[Start of Attachment]

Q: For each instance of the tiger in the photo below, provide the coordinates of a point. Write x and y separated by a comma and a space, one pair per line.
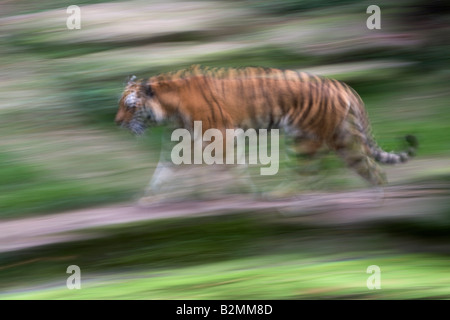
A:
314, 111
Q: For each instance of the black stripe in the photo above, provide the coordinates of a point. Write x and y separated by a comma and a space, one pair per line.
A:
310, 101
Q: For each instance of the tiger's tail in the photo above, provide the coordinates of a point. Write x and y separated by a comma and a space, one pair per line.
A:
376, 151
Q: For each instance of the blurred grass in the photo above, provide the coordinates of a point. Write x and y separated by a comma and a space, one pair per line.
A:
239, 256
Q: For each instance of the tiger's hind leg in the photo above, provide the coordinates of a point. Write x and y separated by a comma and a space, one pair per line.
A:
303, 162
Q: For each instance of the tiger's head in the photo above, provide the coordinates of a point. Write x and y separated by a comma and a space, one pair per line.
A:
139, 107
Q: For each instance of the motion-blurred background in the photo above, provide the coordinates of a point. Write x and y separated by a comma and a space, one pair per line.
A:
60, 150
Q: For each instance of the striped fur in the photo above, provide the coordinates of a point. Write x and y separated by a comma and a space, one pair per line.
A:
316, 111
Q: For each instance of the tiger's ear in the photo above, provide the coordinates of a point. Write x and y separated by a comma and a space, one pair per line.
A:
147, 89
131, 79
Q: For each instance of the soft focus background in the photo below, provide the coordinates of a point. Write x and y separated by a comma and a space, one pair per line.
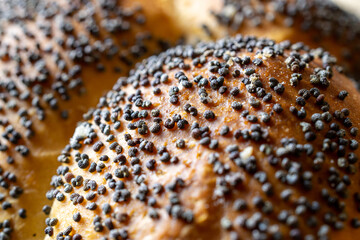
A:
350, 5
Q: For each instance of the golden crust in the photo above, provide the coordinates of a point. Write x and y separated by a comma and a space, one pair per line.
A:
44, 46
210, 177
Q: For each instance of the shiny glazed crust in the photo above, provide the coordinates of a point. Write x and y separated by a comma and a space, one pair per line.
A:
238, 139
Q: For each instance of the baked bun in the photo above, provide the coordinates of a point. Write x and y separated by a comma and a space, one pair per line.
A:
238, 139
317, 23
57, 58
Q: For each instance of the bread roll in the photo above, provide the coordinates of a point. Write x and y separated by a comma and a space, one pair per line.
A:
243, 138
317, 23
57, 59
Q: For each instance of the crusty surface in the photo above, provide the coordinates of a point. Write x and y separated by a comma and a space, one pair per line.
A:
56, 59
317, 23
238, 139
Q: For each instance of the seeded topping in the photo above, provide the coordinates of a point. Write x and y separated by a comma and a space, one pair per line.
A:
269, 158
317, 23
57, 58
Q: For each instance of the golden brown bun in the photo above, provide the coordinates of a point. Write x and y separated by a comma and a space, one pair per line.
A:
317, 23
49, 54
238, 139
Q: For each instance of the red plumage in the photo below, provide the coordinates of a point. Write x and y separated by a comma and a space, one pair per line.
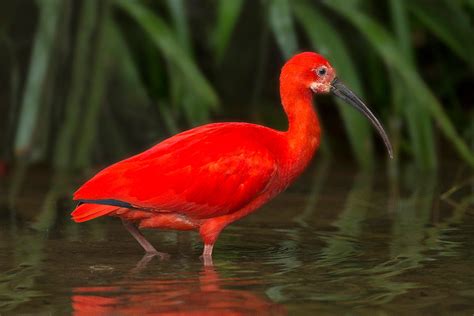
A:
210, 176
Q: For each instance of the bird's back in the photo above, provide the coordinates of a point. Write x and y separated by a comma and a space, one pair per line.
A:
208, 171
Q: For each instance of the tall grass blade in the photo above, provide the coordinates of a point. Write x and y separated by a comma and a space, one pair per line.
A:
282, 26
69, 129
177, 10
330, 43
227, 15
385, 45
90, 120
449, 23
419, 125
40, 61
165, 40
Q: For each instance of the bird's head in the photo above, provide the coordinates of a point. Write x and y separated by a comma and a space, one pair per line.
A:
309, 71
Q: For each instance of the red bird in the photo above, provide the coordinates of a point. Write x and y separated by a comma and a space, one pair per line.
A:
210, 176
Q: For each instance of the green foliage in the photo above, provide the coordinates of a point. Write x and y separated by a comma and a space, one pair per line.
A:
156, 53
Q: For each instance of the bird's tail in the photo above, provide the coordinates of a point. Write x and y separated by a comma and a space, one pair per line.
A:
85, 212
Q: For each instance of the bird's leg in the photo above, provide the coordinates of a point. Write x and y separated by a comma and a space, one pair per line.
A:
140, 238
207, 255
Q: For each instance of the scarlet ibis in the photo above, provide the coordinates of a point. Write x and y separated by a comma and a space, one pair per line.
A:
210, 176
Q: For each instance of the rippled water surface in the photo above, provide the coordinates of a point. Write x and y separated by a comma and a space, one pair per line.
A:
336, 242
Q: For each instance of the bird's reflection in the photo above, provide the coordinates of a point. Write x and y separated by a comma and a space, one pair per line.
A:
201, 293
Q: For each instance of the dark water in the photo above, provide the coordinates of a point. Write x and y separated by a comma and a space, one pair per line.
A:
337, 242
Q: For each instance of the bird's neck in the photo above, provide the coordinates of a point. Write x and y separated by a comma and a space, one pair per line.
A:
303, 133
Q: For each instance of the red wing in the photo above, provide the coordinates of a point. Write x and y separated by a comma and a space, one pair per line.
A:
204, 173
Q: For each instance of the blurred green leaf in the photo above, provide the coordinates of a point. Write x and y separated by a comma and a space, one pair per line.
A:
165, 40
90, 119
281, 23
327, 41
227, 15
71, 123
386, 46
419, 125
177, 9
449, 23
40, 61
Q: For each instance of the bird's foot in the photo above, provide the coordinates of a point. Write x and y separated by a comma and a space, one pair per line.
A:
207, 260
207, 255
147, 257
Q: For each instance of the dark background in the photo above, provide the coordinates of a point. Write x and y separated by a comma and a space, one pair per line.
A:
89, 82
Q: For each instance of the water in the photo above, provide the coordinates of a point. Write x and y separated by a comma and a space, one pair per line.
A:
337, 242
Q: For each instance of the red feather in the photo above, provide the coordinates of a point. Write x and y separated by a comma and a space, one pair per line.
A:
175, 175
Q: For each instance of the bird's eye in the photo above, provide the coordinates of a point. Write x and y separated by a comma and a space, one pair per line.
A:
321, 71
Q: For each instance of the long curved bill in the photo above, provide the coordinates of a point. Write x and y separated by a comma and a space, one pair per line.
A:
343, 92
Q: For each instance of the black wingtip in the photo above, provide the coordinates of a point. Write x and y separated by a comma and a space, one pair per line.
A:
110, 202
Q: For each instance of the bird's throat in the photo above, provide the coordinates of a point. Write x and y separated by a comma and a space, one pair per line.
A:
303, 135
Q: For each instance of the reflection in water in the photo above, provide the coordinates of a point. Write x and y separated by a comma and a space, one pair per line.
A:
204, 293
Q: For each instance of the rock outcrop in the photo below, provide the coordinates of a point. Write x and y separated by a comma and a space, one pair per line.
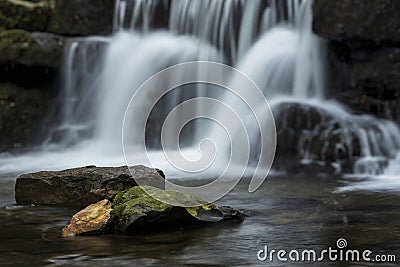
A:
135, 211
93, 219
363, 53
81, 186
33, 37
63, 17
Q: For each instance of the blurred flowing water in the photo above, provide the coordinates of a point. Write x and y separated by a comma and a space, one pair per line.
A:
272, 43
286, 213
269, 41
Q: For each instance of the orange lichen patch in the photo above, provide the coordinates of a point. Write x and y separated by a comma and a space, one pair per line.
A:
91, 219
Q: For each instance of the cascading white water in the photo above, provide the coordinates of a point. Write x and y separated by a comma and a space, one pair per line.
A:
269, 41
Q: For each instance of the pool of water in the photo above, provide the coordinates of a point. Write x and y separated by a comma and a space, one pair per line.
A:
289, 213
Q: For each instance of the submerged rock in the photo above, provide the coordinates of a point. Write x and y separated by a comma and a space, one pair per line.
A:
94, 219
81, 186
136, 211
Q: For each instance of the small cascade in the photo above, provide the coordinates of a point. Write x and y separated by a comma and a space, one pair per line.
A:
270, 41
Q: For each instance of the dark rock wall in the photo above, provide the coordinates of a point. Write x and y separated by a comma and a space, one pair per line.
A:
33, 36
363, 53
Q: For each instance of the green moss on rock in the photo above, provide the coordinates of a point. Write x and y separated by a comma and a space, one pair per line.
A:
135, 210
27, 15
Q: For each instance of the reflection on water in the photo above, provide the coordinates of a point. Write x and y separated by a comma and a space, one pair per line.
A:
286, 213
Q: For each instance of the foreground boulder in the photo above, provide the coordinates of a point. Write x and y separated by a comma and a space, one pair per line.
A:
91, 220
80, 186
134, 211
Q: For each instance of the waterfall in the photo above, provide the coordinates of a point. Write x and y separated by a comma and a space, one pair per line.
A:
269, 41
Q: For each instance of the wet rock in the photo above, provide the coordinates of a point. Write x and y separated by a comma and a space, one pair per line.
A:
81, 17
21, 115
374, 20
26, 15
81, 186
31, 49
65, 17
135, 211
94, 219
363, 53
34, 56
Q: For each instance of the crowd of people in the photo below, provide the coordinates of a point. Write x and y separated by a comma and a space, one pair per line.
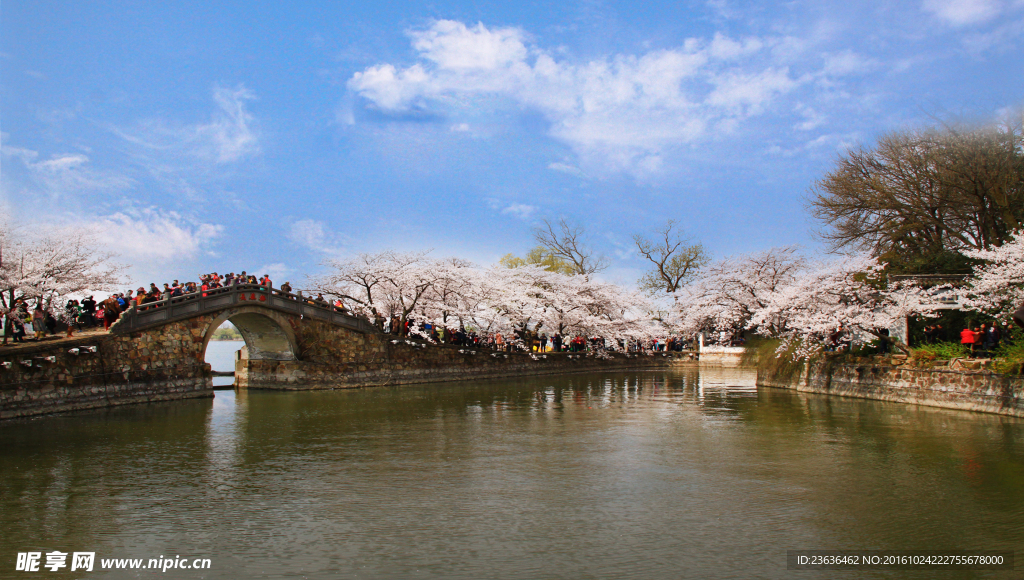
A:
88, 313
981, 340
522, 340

[End of Attachment]

## Instructions for the task
Gather all lines from the records above in which "blurred" appears.

## Answer to this problem
Q: For each instance of the blurred grass in the photo above, provide the coordinates of a point. Write x and y separated by a comma and a space, one pair per line.
Q: For each instance of the motion-blurred background in the photo above, provide the coordinates of a point. Write x and y separated by a comma and a space, one pair per line.
Q: For each instance of the blurred green leaf in the photo above, provide the coordinates of a point. Write x and y separated by a comma and a space, one pair per line.
Q: For each instance of the blurred flowing water in the photo above, provide the coordinates of a point. Write x and y separated by a comma and a space, one pair per line.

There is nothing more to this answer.